● TASK REQUIREMENTS
In the items below, change every "every instance" to "all instances" and reproduce the lines with nothing else altered. Leave the pictures out of your answer.

*** DATA TO USE

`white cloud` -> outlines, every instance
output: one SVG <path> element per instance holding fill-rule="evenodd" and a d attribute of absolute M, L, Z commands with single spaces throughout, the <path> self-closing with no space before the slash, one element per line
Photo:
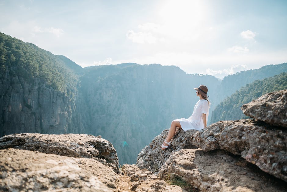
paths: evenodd
<path fill-rule="evenodd" d="M 244 53 L 249 51 L 249 49 L 246 47 L 243 48 L 242 47 L 236 45 L 228 48 L 228 51 L 234 53 Z"/>
<path fill-rule="evenodd" d="M 126 36 L 133 42 L 138 43 L 145 42 L 149 44 L 155 43 L 157 41 L 157 38 L 150 32 L 140 32 L 136 33 L 133 31 L 129 31 L 126 34 Z"/>
<path fill-rule="evenodd" d="M 108 57 L 105 59 L 104 61 L 94 61 L 93 65 L 109 65 L 112 64 L 113 60 L 111 58 Z"/>
<path fill-rule="evenodd" d="M 232 65 L 230 68 L 225 69 L 222 70 L 213 70 L 209 68 L 206 69 L 206 73 L 208 75 L 222 78 L 225 76 L 234 74 L 238 72 L 246 71 L 248 69 L 248 68 L 246 65 Z"/>
<path fill-rule="evenodd" d="M 256 33 L 252 32 L 250 30 L 243 31 L 240 33 L 241 36 L 247 39 L 254 39 L 254 37 L 256 35 Z"/>
<path fill-rule="evenodd" d="M 40 27 L 35 26 L 33 30 L 36 33 L 52 33 L 58 37 L 64 34 L 64 31 L 59 28 L 54 28 L 53 27 L 43 28 Z"/>

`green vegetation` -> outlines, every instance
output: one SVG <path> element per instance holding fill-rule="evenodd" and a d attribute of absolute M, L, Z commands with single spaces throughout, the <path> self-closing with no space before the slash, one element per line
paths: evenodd
<path fill-rule="evenodd" d="M 169 185 L 177 185 L 182 189 L 190 192 L 198 191 L 198 190 L 194 188 L 186 181 L 182 180 L 179 176 L 174 173 L 165 173 L 163 177 L 163 180 Z M 172 176 L 171 176 L 171 175 Z"/>
<path fill-rule="evenodd" d="M 56 90 L 71 94 L 71 90 L 75 90 L 78 78 L 64 59 L 0 32 L 0 79 L 8 72 L 29 84 L 40 80 Z"/>
<path fill-rule="evenodd" d="M 242 105 L 266 93 L 287 89 L 287 74 L 283 72 L 272 77 L 256 80 L 246 85 L 228 97 L 213 112 L 211 121 L 246 119 L 240 109 Z"/>

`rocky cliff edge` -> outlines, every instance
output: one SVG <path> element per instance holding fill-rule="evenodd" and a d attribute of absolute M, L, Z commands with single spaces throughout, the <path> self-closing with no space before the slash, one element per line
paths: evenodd
<path fill-rule="evenodd" d="M 255 119 L 219 121 L 200 131 L 177 128 L 162 151 L 165 130 L 136 165 L 121 169 L 114 148 L 100 136 L 7 135 L 0 138 L 0 190 L 287 191 L 286 97 L 283 90 L 243 105 Z"/>
<path fill-rule="evenodd" d="M 223 121 L 200 131 L 168 130 L 140 153 L 136 165 L 165 179 L 175 175 L 200 191 L 287 191 L 287 90 L 243 105 L 255 119 Z"/>

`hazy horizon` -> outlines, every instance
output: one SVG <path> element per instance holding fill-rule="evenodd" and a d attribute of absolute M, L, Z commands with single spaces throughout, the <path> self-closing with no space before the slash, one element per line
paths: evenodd
<path fill-rule="evenodd" d="M 287 61 L 287 2 L 0 0 L 0 31 L 83 67 L 134 63 L 222 79 Z"/>

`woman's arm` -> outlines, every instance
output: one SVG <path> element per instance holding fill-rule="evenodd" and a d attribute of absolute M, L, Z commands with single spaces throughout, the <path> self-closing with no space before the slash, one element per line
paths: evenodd
<path fill-rule="evenodd" d="M 201 118 L 202 118 L 202 120 L 203 121 L 203 126 L 204 126 L 204 128 L 206 127 L 206 115 L 204 113 L 202 113 L 202 116 Z"/>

******

● ANSWER IN FULL
`white cloud` -> outlines, all instances
output: one SVG <path> element per instance holding fill-rule="evenodd" and a d attribute of absolute M, L, Z commands with single spaces throughout, the <path> self-closing with no space before the slash, one element per line
Photo:
paths: evenodd
<path fill-rule="evenodd" d="M 244 53 L 249 51 L 249 49 L 246 47 L 243 48 L 242 47 L 236 45 L 228 48 L 228 51 L 234 53 Z"/>
<path fill-rule="evenodd" d="M 126 36 L 133 42 L 138 43 L 145 42 L 149 44 L 155 43 L 157 41 L 157 38 L 150 32 L 140 32 L 136 33 L 133 31 L 129 31 L 126 34 Z"/>
<path fill-rule="evenodd" d="M 108 57 L 105 59 L 104 61 L 94 61 L 93 65 L 109 65 L 112 64 L 113 60 L 111 58 Z"/>
<path fill-rule="evenodd" d="M 232 65 L 230 68 L 225 69 L 222 70 L 213 70 L 209 68 L 206 69 L 206 73 L 208 75 L 222 78 L 225 76 L 234 74 L 238 72 L 246 71 L 248 69 L 248 68 L 246 65 Z"/>
<path fill-rule="evenodd" d="M 256 33 L 252 32 L 250 30 L 243 31 L 240 33 L 241 36 L 247 39 L 254 39 L 254 37 L 256 35 Z"/>
<path fill-rule="evenodd" d="M 40 27 L 35 26 L 33 30 L 36 33 L 52 33 L 58 37 L 64 34 L 64 31 L 59 28 L 54 28 L 53 27 L 43 28 Z"/>

`green vegetation` -> outlines, all instances
output: one SVG <path> element per instance holding fill-rule="evenodd" and a d attribute of absolute M, L, Z commands with single spaces throughout, the <path> self-closing with no space before the slash, one element per line
paths: evenodd
<path fill-rule="evenodd" d="M 169 185 L 177 185 L 182 189 L 190 192 L 198 191 L 198 190 L 194 188 L 186 181 L 182 180 L 179 176 L 174 173 L 165 173 L 163 177 L 163 180 Z M 172 176 L 171 176 L 171 175 Z"/>
<path fill-rule="evenodd" d="M 56 90 L 71 94 L 71 90 L 75 90 L 78 78 L 64 59 L 0 32 L 0 79 L 8 72 L 29 84 L 40 80 Z"/>
<path fill-rule="evenodd" d="M 242 105 L 266 93 L 287 89 L 287 74 L 283 72 L 272 77 L 256 80 L 246 85 L 228 97 L 213 112 L 211 121 L 246 119 L 240 109 Z"/>

`rocky cliff edge` -> outlines, all instances
output: one SVG <path> element per instance holding fill-rule="evenodd" and a d attribute of absolute M, L, Z commands with single spaces throughout, the <path> self-closing with no space before the slash, one element per line
paths: evenodd
<path fill-rule="evenodd" d="M 255 119 L 219 121 L 200 131 L 177 128 L 162 151 L 165 130 L 136 165 L 121 169 L 114 148 L 100 136 L 7 135 L 0 138 L 0 190 L 287 191 L 286 97 L 283 90 L 243 105 Z"/>
<path fill-rule="evenodd" d="M 223 121 L 200 131 L 168 130 L 140 153 L 136 165 L 165 179 L 175 175 L 200 191 L 287 191 L 287 90 L 243 105 L 255 119 Z"/>

`hazy horizon` -> outlines, all instances
output: one SVG <path> element per instance holding fill-rule="evenodd" and a d attribute of absolute M, L, Z commands with single spaces throughout, the <path> self-closing with no space before the slash, one element per line
paths: evenodd
<path fill-rule="evenodd" d="M 287 61 L 287 2 L 0 0 L 0 31 L 83 67 L 134 63 L 222 79 Z"/>

`woman's arm` -> outlines, all instances
output: one SVG <path> element per instance holding fill-rule="evenodd" and a d attribute of absolute M, L, Z commands with single spaces throughout, the <path> self-closing with no space before the slash, one element per line
paths: evenodd
<path fill-rule="evenodd" d="M 201 118 L 202 118 L 202 120 L 203 121 L 203 126 L 204 126 L 204 128 L 206 127 L 206 115 L 204 113 L 202 113 L 202 116 Z"/>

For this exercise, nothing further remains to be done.